--- Start of Provided text ---

[Wylug-help] Linux-compatible graphics card

John Hodrien johnh at comp.leeds.ac.uk
Thu Aug 24 13:29:29 BST 2006


On Thu, 24 Aug 2006, Aaron Crane wrote:

> John Hodrien writes:
>> nVidia still gives the most reliable accelerated behaviour under X.  It
>> still has *many* bugs and performance issues, but fewer than others...
>
> Well, that depends on how you define "fewer" and "others".  I have a laptop
> which has both an Intel and an nVidia chip.  Using the nVidia graphics,
> there are some occasional colour problems when switching graphics modes, and
> it can't resume from suspend-to-RAM.  But with the Intel chip, everything
> works fine.

It's also got a lot to do with what I consider 'accelerated' to mean.  Intel
certainly provides for a better ride with power management than nVidia, but it
just doesn't have the performance.

Can you buy Intel chipset graphics cards?  I thought they were normally
onboard affairs.

--- End of Provided text ---
--- Start of Data extract ---

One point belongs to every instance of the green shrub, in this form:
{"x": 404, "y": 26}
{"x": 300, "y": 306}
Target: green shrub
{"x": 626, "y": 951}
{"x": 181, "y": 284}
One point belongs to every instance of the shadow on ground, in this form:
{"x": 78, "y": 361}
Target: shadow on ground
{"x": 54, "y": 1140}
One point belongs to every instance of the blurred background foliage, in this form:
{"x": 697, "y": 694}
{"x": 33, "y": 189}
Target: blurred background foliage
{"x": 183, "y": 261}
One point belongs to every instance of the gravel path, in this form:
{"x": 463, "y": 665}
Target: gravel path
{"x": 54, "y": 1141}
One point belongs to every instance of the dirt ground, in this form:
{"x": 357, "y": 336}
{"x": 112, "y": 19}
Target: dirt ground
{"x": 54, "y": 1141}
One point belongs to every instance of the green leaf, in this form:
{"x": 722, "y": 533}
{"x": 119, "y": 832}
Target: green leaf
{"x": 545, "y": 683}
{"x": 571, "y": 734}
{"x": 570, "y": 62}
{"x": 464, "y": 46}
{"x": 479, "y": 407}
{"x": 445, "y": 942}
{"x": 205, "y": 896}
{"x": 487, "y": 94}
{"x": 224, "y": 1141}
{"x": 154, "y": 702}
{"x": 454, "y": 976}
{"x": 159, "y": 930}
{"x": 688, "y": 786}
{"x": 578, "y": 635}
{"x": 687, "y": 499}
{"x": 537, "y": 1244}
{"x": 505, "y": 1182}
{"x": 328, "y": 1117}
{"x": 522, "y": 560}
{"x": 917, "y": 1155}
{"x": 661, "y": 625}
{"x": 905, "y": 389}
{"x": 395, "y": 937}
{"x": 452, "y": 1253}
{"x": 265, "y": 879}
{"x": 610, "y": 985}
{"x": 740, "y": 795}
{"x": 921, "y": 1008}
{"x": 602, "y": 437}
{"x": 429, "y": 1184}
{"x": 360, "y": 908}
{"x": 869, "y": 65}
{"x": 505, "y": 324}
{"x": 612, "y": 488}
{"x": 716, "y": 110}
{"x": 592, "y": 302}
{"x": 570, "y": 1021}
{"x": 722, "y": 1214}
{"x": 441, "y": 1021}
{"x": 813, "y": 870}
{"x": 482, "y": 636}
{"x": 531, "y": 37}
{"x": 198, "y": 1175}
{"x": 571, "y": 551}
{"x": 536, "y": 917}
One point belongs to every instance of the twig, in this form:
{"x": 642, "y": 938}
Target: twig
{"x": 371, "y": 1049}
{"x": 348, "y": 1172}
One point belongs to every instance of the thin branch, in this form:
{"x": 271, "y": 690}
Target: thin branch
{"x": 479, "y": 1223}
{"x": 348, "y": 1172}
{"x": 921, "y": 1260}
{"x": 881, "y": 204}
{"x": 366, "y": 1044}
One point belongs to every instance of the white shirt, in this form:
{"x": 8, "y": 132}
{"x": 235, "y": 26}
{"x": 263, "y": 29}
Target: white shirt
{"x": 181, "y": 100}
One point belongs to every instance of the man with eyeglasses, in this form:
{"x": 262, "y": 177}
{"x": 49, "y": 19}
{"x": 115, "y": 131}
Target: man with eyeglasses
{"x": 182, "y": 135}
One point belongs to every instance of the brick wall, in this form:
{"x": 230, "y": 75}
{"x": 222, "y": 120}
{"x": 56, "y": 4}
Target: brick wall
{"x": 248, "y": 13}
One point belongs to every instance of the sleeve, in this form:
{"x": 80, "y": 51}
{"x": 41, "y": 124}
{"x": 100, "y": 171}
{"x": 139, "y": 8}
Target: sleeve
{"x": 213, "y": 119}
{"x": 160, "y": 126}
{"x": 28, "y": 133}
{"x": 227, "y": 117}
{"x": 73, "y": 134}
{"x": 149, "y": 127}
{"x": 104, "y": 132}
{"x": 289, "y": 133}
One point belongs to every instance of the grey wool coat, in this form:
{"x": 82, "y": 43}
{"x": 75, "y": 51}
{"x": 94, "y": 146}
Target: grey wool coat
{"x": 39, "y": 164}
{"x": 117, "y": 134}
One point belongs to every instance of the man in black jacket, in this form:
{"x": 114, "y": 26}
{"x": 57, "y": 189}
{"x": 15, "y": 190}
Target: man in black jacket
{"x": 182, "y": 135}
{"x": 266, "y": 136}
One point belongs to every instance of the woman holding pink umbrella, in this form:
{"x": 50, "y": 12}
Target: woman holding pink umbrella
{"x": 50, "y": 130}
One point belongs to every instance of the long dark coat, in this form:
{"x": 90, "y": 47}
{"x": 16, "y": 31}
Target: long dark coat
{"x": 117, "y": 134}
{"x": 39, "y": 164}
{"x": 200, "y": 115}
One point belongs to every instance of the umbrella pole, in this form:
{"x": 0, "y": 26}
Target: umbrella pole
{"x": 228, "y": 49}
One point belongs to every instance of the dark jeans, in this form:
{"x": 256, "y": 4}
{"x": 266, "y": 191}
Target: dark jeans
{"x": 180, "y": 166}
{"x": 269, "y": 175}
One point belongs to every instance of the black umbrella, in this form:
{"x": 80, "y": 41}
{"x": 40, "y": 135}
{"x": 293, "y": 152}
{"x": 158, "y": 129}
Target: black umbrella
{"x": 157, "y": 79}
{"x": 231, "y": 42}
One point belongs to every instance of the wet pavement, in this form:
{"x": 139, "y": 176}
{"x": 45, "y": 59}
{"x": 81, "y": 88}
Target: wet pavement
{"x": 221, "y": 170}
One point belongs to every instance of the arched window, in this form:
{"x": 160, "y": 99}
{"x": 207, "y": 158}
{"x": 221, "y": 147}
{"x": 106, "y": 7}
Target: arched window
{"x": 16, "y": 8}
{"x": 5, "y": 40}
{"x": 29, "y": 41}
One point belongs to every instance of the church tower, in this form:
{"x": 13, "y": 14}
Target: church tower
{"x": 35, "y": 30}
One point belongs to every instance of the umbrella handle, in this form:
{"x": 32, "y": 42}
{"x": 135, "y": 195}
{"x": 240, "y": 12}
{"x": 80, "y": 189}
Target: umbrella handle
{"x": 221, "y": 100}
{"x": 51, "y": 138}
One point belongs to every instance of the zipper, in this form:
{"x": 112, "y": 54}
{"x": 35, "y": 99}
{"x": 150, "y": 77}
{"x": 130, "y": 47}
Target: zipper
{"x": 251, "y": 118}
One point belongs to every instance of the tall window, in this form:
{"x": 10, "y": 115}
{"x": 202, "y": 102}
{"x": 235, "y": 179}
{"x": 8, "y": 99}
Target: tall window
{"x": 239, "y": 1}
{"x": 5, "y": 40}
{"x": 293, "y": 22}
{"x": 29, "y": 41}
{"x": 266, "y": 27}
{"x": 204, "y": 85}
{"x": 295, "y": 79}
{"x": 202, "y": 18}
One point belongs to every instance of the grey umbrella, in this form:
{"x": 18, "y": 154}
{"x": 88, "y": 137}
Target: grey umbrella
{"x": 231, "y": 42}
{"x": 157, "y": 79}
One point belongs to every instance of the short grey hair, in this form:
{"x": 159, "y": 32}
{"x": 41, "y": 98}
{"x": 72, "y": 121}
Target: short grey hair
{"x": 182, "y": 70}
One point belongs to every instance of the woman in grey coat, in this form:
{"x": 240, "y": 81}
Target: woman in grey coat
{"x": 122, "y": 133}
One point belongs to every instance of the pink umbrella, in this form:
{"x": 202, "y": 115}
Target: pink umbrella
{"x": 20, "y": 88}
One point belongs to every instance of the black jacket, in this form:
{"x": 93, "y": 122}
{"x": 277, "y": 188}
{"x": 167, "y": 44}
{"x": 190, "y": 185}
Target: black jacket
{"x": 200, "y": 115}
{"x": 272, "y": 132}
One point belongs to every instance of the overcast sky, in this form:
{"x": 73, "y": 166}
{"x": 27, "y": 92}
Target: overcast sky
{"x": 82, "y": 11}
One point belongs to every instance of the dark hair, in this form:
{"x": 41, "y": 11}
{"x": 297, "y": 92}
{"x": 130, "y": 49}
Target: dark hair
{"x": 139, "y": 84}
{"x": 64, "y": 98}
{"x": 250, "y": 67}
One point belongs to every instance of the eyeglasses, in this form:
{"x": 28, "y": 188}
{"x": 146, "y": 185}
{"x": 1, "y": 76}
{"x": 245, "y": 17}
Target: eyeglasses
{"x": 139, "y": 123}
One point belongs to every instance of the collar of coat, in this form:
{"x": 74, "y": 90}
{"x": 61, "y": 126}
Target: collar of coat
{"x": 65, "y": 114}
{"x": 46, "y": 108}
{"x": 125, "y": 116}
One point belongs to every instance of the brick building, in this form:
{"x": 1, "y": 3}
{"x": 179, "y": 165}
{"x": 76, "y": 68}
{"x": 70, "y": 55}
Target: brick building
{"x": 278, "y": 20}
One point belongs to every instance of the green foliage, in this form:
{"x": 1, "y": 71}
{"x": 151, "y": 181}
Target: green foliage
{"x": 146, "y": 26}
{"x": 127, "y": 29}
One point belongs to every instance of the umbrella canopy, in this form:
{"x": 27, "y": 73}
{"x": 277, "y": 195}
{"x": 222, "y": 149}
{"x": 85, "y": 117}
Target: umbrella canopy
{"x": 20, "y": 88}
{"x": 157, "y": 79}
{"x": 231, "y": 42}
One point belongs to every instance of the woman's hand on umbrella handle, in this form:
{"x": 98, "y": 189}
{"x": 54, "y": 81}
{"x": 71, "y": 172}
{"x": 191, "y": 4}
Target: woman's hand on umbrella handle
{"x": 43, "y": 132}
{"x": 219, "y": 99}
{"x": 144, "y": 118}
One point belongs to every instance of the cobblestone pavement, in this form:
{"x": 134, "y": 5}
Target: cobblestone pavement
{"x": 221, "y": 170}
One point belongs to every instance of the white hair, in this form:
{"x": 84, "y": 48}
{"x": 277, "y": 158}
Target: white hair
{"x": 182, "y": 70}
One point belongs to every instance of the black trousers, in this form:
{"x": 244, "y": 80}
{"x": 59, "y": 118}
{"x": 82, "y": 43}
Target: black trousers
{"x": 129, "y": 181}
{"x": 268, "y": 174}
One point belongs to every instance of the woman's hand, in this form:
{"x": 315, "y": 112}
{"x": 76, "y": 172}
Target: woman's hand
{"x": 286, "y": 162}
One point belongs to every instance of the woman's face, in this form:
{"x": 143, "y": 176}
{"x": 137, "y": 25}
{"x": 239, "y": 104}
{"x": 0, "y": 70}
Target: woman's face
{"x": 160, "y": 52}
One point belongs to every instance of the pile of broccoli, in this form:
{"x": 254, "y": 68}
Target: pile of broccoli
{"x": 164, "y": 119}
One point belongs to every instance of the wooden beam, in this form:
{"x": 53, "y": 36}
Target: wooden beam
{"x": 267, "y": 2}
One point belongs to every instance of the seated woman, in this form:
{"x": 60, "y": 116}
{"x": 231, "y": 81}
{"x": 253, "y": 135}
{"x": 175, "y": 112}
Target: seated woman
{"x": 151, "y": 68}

--- End of Data extract ---

**Exercise description:** Continue the mailing-list reply about Linux-compatible graphics cards from the point where it stops.

**Expected output:**
> As for performance: the laptop manufacturer claims that the Intel chip is
> for "stamina" mode and the nVidia for "speed" mode.  That may well be true
> for Windows (or even for Linux with the non-free nVidia drivers), but
> Ubuntu seems to have better 3D acceleration out-of-the-box on this system
> with the Intel chip than with the nVidia one.

Absolutely.  But then if you use the nv driver you're not much better off than
using vesa.  That's if nv doesn't just lock your machine up because their
understanding of the nvidia cards is incomplete (not their fault).

I wouldn't recommend using an nvidia card without the binary driver, as it can
lead to a slow machine and a noisy one (fan defaults to 100% unless told
otherwise).

> Intel have also taken to open-sourcing their graphics drivers, with each
> component under the same licensing terms as the project it needs to be
> contributed to:
>
>  http://www.intellinuxgraphics.org/
>
> I like the idea of supporting a company that's trying to do the right thing
> for users of free-software OSes.

Certainly an action to be applauded.

> That said, these people say they offer a guarantee that the kit you buy
> works with Linux, and all their graphics cards are nVidia:
>
>  http://openforeveryone.co.uk/perifs2.php?id=1
>
> I've never bought from them, though, so this isn't specifically a
> recommendation.  But, Qef, you might like to take a look if you haven't
> bought a new graphics card already.

nVidia graphics cards with the binary driver have IMO provided the best fully
accelerated experience.  TwinView works as it should do with no problems.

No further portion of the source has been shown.